Radical overhaul of city’s streets to encourage more cycling and walking

Radical changes to city streets including road closures and a new temporary cycle lane for miles along the seafront were approved tonight (Tuesday, June 23).

Friday, 26th June 2020, 10:23 am

Labour and Green members of Brighton and Hove City Council’s Environment, Transport and Sustainability Committee agreed to introduce the lane on the A259 between the Aquarium roundabout and the city’s western boundary.

It was one of 29 new or potential changes to pavements and road layouts across the city as part of the Interim Covid-19 Response Local Cycling and Walking Infrastructure Plan (LCWIP).

However, Conservative councillors Lee Wares and Vanessa Brown voted against the LCWIP, despite agreeing with many aspects of it.

During the virtual meeting via Skype on Tuesday, Councillor Wares said temporary measures to make Covid-19 better are likely to be “permanent” without proper process.

He said: “Never let a crisis go to waste. All that appears to use is happening is shoehorning in a stable full of Trojan horses.

“People are trying to get in everything they could never do in normal circumstances under the guise of Covid.”

He criticised the lack of monitoring of cycle traffic along the new Old Shoreham Road cycle lane and the introduction of a car-free city without the usual process.

Green councillor Pete West was “disappointed” with the Conservatives’ response, as he had put forward additional measures they supported, such as a commitment to developing the School Streets programme.

He said although it was an aspiration for these things to become permanent, everything had to go through the proper process.

Councillor West reminded the committee it was just over a year ago that he questioned why the city’s famous beach is topped with a dual carriageway, during election hustings.

He said: “Our realisation of a vision we set then of reallocating space to cyclists and pedestrians is upon us.

“How far we have travelled in just a year. These urgent measures to prioritise cyclists and pedestrians across the city and getting people moving again set the stage for the longer term.”

Committee deputy chair, Labour councillor Gary Wilkinson backed Councillor West who said: “The potential benefits of the changes of the interim report going forward are myriad.

“Study after study has shown walking and cycling improve physical and mental health, builds more resilient communities, dramatically reduces air pollution, and can go somewhere towards decarbonising the transport system.”

The planned A259 cycle lane converts the nearside westbound lane for cyclists with the existing cycle lane dedicated to eastbound cyclists.

Access to loading bays and disabled bays will be maintained.

However, 60 per cent of seafront parking will go in the first phase to allow for the new layout.

The monthly cost of lost parking from the A259 cycle lane is expected to be more than £27,000.

The committee also agreed to keep Madeira Drive closed temporarily.

Keeping Madeira Drive closed also has challenges including access for disabled blue badge holders and concern about the viability of businesses along the road.

Full closure of Madeira Drive results in more than £108,000 in lost parking revenue each month.

Assistant director for city transport, Mark Prior confirmed during the meeting that any long-term closure would take the focus off vehicle-based events.

However, the report said this closure is unlikely to continue for the long-term in its current form.

## [Material supplied]
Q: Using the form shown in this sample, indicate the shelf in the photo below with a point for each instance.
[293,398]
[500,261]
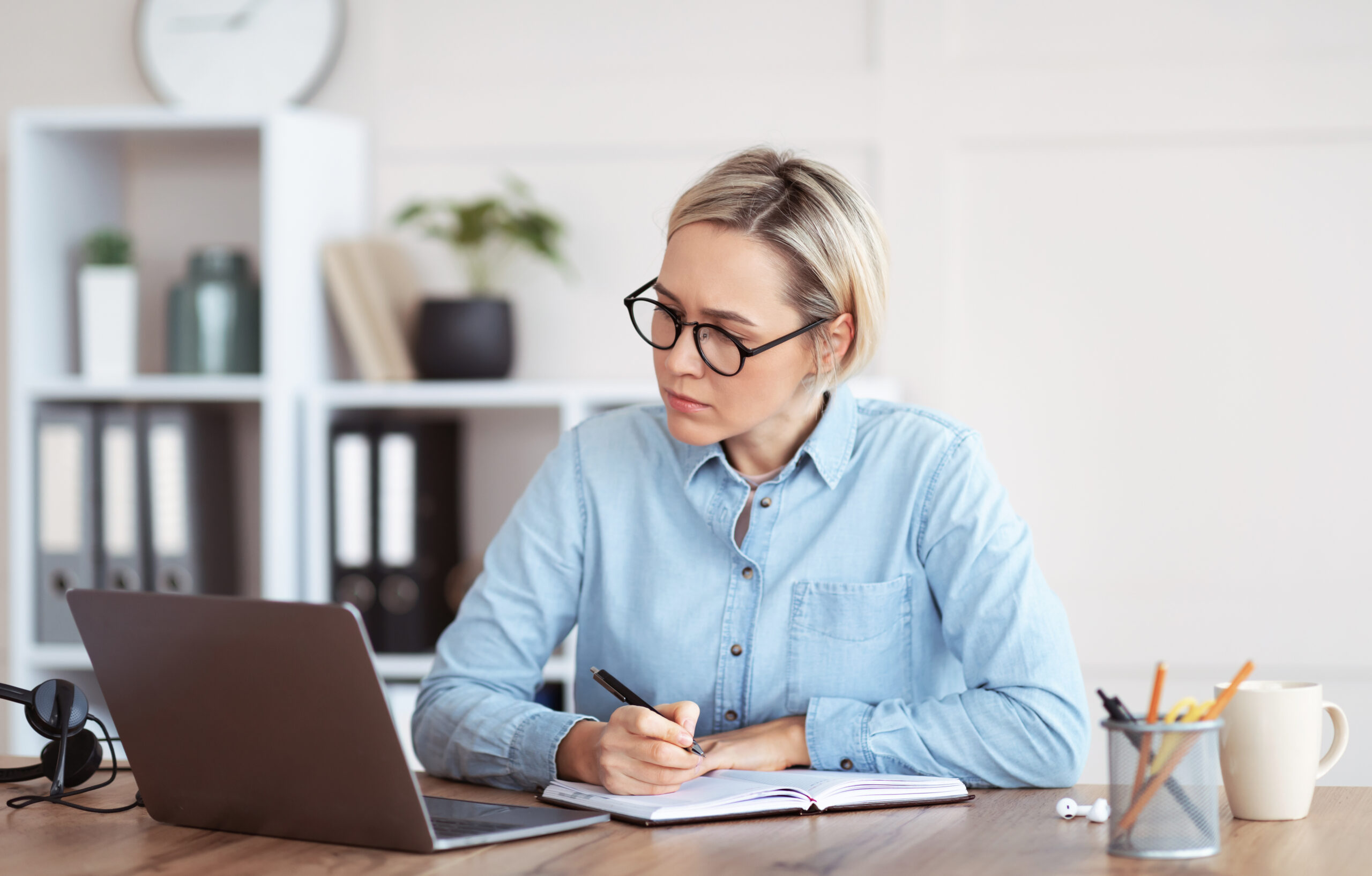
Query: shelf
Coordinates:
[153,388]
[484,394]
[151,118]
[59,657]
[402,667]
[390,667]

## [What this exercise asks]
• 1. List every councillor named in the article on Brighton and Hove's street changes.
• 2. Write out the part of the street changes article starting with "Access to loading" and going on through "more than £27,000.".

## [Responses for each task]
• 1.
Lee Wares
Vanessa Brown
Pete West
Gary Wilkinson

• 2.
Access to loading bays and disabled bays will be maintained.

However, 60 per cent of seafront parking will go in the first phase to allow for the new layout.

The monthly cost of lost parking from the A259 cycle lane is expected to be more than £27,000.